### Raw records
□ □ □
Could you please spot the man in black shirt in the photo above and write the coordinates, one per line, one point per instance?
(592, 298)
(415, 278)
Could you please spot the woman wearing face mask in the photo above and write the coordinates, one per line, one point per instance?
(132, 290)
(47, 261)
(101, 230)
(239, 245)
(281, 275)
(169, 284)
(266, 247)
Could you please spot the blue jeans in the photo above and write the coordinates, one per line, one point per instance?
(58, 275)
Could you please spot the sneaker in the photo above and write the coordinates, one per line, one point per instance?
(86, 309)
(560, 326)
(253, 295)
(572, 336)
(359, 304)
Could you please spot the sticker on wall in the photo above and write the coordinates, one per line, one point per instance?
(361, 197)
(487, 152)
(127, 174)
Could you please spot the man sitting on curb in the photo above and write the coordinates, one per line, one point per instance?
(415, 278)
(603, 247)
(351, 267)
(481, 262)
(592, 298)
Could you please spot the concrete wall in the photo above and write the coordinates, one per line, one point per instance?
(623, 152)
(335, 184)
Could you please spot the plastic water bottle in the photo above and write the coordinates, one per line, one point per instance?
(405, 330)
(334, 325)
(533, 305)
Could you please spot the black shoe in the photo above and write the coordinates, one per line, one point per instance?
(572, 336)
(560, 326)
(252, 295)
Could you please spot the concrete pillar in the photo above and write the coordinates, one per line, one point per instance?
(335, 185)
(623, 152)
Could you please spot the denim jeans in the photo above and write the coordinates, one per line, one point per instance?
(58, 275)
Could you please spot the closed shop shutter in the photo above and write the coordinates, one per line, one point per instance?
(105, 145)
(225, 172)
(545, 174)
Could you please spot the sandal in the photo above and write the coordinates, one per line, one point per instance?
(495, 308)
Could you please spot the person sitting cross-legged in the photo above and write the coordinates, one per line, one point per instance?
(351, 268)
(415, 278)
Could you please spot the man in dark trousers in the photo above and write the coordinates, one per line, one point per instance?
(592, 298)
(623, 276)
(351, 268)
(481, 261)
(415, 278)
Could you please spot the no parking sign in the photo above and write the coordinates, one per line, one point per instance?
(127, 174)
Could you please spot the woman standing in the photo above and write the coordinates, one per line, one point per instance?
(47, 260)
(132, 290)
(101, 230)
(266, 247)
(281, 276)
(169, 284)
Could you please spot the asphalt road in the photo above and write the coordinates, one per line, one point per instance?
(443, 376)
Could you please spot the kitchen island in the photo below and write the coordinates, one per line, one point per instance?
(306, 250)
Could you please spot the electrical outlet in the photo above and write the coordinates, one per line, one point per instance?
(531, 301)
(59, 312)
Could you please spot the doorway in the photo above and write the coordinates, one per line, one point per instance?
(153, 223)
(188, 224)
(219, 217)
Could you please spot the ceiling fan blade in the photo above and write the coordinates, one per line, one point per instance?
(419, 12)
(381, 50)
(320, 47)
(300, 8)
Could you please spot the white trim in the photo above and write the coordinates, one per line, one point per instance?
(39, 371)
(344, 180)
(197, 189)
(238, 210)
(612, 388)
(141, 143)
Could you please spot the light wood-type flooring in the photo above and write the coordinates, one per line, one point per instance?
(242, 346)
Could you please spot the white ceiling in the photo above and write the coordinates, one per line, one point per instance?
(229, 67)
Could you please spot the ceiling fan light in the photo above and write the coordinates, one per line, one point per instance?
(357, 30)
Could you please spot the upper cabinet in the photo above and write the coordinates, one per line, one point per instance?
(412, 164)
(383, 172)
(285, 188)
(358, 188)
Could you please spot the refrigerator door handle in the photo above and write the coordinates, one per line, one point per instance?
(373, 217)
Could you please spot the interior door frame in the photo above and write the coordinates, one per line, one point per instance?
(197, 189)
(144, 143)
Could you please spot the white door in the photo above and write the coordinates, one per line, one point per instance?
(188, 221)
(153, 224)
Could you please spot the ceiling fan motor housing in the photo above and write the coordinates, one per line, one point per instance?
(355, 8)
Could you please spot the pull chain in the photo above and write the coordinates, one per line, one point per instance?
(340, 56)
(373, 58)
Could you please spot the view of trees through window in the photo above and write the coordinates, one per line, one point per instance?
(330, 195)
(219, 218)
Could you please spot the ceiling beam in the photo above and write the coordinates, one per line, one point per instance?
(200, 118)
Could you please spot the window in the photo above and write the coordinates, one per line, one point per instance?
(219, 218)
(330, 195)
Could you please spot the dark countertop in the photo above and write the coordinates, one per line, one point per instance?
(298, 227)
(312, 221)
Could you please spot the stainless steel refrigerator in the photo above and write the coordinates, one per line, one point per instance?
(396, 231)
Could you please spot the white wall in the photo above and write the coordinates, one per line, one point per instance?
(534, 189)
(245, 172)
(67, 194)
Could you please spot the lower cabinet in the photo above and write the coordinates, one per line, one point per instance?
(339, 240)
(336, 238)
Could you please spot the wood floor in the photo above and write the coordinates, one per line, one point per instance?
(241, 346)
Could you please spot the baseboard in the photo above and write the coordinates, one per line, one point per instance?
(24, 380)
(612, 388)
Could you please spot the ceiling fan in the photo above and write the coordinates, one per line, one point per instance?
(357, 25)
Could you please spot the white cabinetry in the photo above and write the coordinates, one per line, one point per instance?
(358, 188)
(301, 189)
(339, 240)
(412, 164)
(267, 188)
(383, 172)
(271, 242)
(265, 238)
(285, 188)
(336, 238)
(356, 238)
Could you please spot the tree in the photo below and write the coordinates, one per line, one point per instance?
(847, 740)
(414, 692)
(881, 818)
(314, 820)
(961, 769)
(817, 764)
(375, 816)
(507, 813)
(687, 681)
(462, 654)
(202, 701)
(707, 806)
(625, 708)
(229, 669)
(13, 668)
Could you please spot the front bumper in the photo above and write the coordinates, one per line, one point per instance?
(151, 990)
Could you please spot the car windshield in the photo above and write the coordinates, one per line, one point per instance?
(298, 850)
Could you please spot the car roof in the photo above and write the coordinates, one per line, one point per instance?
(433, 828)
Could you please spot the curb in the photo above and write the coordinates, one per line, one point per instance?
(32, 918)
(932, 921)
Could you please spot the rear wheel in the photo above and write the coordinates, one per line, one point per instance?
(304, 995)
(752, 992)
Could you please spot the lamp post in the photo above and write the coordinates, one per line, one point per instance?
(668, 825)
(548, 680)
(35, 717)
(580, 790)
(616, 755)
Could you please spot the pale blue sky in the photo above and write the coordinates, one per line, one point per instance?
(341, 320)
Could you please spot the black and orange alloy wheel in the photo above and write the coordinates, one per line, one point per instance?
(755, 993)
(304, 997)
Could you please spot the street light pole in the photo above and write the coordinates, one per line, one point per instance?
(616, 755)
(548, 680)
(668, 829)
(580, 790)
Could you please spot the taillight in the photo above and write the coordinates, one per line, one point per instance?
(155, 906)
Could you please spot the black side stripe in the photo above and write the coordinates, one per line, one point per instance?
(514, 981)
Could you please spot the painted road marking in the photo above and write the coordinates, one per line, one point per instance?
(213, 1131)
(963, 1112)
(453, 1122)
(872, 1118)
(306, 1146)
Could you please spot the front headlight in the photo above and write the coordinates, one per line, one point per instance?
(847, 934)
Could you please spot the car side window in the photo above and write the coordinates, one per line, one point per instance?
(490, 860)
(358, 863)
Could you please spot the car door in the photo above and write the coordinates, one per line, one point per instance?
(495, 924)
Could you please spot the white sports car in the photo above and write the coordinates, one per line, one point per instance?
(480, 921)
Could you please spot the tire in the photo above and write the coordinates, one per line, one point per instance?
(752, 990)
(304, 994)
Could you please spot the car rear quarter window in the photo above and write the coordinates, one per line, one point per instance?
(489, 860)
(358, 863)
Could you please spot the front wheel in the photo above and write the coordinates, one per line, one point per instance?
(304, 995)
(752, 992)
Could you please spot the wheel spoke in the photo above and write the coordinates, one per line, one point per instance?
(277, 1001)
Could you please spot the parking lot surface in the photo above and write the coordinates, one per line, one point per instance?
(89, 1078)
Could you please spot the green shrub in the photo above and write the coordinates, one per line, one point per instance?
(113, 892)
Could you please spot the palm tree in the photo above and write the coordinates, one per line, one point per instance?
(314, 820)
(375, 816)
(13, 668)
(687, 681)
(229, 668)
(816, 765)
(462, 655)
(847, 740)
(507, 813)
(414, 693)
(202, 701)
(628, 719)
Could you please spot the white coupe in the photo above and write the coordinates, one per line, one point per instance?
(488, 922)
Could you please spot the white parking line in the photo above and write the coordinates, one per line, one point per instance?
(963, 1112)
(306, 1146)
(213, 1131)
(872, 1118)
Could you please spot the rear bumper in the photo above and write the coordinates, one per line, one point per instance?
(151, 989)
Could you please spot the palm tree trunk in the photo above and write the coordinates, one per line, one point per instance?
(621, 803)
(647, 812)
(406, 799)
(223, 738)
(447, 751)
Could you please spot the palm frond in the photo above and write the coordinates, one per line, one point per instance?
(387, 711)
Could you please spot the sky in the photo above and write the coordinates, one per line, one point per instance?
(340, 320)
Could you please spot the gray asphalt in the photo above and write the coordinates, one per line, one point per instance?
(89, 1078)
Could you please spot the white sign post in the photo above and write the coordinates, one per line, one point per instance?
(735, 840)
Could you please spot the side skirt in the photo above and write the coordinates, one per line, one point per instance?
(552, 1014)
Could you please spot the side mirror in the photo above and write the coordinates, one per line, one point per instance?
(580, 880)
□ □ □
### Stated goal
Output the line containing "Could you please spot the palm frond" and all lines after it to the end of the records, exactly as given.

### Task result
Could you please spot the palm frond in the photo above and write the coordinates, one per line, one point per instance?
(387, 711)
Could you please spot the sky in the photo above and write the coordinates, one per line, one point per instance?
(340, 320)
Could you please spot the gray asphalt in the photo above and write the coordinates, one per line, one point per instance?
(89, 1078)
Could you please spot the white sign post in the photo above and write the coordinates, one per line, one point per instance?
(735, 840)
Could you please spot the side skirt in the photo above and write the coordinates, one per line, one point per instance?
(552, 1014)
Could you please spot the side mirror in the photo above and write the coordinates, one per line, one point per instance?
(580, 880)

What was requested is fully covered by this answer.